Task: Return the records in full, exactly as given.

[Records from a data source]
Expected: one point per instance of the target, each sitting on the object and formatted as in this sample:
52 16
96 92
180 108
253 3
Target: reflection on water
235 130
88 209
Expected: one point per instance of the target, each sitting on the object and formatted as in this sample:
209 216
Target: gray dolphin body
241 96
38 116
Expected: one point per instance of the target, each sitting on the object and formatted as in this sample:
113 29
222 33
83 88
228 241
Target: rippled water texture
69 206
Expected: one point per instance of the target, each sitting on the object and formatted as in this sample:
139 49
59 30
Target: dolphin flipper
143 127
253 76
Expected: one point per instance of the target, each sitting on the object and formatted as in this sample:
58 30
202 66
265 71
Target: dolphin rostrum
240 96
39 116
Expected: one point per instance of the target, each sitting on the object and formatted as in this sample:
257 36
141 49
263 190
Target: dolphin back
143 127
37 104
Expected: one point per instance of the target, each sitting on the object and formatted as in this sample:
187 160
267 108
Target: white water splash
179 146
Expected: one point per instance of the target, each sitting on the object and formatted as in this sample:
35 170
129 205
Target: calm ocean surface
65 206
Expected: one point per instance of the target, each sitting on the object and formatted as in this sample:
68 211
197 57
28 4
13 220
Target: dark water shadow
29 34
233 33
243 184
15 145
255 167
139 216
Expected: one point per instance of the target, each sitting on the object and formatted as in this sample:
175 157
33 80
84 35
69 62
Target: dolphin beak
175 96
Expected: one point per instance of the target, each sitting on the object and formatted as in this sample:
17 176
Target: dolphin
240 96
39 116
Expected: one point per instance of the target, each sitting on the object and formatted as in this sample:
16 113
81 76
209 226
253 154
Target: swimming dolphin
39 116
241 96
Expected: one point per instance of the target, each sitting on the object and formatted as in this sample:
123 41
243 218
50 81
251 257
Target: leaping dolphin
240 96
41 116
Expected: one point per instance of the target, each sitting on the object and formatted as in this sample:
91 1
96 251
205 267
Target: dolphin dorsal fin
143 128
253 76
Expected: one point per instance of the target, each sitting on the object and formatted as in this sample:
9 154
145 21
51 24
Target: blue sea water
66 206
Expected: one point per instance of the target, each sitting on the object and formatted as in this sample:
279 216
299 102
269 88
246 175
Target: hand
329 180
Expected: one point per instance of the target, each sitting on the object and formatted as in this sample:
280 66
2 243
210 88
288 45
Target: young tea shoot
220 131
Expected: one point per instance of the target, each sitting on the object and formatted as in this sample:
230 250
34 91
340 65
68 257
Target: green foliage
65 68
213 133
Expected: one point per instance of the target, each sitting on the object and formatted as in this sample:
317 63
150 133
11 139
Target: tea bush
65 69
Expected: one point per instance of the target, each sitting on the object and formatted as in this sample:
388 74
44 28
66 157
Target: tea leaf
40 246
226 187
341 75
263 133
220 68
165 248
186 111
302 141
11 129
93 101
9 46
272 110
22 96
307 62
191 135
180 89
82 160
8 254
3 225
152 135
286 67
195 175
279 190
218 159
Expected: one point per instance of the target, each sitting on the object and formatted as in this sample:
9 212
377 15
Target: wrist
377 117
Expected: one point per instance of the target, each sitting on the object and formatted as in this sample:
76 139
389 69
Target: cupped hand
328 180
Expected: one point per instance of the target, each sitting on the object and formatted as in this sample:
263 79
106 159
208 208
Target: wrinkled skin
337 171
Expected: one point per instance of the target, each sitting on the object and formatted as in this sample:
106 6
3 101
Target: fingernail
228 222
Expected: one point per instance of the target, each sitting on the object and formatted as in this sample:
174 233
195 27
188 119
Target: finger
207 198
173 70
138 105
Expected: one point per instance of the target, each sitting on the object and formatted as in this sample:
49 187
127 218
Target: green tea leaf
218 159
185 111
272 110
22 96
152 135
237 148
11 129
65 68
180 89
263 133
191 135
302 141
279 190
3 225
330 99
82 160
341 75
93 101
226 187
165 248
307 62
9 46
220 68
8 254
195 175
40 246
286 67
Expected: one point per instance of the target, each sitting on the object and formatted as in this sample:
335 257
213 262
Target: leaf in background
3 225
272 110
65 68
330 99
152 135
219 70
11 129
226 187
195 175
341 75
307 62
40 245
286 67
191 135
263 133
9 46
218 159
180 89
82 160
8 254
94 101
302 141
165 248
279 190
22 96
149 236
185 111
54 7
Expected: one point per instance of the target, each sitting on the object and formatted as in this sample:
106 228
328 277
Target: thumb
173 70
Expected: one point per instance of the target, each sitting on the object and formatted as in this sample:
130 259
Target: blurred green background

Solution for this problem:
Expected: one point per instance of the target, each sitting on the object and formatted as in this sample:
52 16
96 92
180 108
253 3
Target: reflection on water
235 130
88 209
Expected: one point per instance of the target, each sitting on the object and formatted as in this sample:
209 216
Target: gray dolphin body
241 96
38 116
Expected: one point per instance of the target, each sitting on the object and formatted as in this sample:
113 29
222 33
83 88
228 241
Target: rippled water texture
69 206
Expected: one point per instance of the target, each sitting on the object and formatted as in this sample:
139 49
59 30
Target: dolphin flipper
143 127
253 76
Expected: one point per instance of the target, each sitting on the object and formatted as in this sample:
58 30
202 66
265 71
Target: dolphin rostrum
240 96
39 116
Expected: one point per instance of the target, each sitting on the object and formatted as in this sample:
257 36
141 49
263 190
Target: dolphin back
143 127
37 104
Expected: one point per instance of the target, each sitting on the object and formatted as in this sample:
187 160
267 108
Target: white water splash
179 146
Expected: one point per instance of the target, each sitting on the object and formatted as in this sample:
35 170
129 205
Target: calm ocean surface
65 206
Expected: one point per instance of the target, each sitting on the object and formatted as in this sample:
68 211
197 57
28 4
13 220
Target: dark water shadow
29 34
233 33
243 184
15 145
255 167
139 216
Expected: one point per instance of the target, each sitting on the object and formatted as in this sample:
175 157
33 80
84 35
69 62
Target: dolphin beak
175 96
Expected: one point per instance of the target, each sitting on the object and formatted as in this sample:
17 176
Target: dolphin
240 96
39 116
Expected: one point per instance of the target, each sitting on the object and formatted as in this sample:
16 113
81 76
209 226
253 154
Target: swimming dolphin
39 116
241 96
Expected: one point per instance of the target, each sitting on the object and formatted as in this sample:
123 41
243 218
50 81
251 257
Target: leaping dolphin
240 96
41 116
Expected: one point per instance of the target, each sitting on the object and formatted as in this sample:
91 1
96 251
205 267
Target: dolphin dorsal fin
143 128
253 76
Expected: one point per instance of the target, each sitting on the object and formatted as in this sample:
9 154
145 21
51 24
Target: blue sea water
66 206
Expected: one point per instance of the target, each sitting on the object and formatted as in this sample:
279 216
299 102
269 88
246 175
Target: hand
329 180
Expected: one point per instance of the target, each sitting on the object and formatted as in this sample:
280 66
2 243
210 88
288 45
Target: young tea shoot
220 131
Expected: one point per instance of the target, each sitting on the object and formatted as in this sample:
230 250
34 91
340 65
68 257
Target: green foliage
65 68
213 133
Expected: one point per instance of the target, each sitting on the object and formatted as in this sample:
317 63
150 133
11 139
Target: tea bush
65 69
Expected: one point per instance of the target, each sitting on the object and formatted as in this sample:
388 74
44 28
66 157
Target: tea leaf
40 246
226 187
341 75
263 133
220 68
165 248
186 111
302 141
11 129
93 101
9 46
272 110
22 96
307 62
191 135
180 89
82 160
8 254
3 225
152 135
286 67
195 175
279 190
218 159
Expected: one point per instance of the target, each sitting on the object and formatted as in this sample:
9 212
377 15
Target: wrist
377 117
Expected: one point per instance of the target, each sitting on the object and formatted as in this sample:
76 139
389 69
Target: cupped hand
328 180
Expected: one point per instance of the target, each sitting on the object and formatted as in this sample:
263 79
106 159
208 208
Target: wrinkled skin
337 171
Expected: one point per instance of the target, each sitting on the object and formatted as in this sample:
106 6
3 101
Target: fingernail
228 222
Expected: one point per instance of the target, each sitting on the object and formatted as in this sample:
174 233
195 27
188 119
Target: finger
207 198
173 70
138 105
Expected: one point per instance of the target, each sitting on the object and formatted as in this sample:
49 187
127 218
Target: green tea leaf
218 159
185 111
272 110
22 96
152 135
237 148
11 129
65 68
180 89
263 133
191 135
302 141
279 190
3 225
330 99
82 160
341 75
93 101
226 187
165 248
307 62
9 46
220 68
8 254
195 175
40 246
286 67
Expected: one point per instance of the target, each sitting on the object and formatted as in this sample:
335 257
213 262
Target: leaf in background
3 225
272 110
65 68
330 99
152 135
219 70
11 129
226 187
195 175
341 75
307 62
40 245
286 67
191 135
263 133
9 46
218 159
180 89
82 160
8 254
94 101
302 141
165 248
279 190
22 96
149 236
185 111
54 7
Expected: one point per instance of the target, each sitting on the object and formatted as in this sample:
106 228
328 277
Target: thumb
173 70
Expected: one point per instance of the target, each sitting on the object and formatted as in this sample:
130 259
Target: blurred green background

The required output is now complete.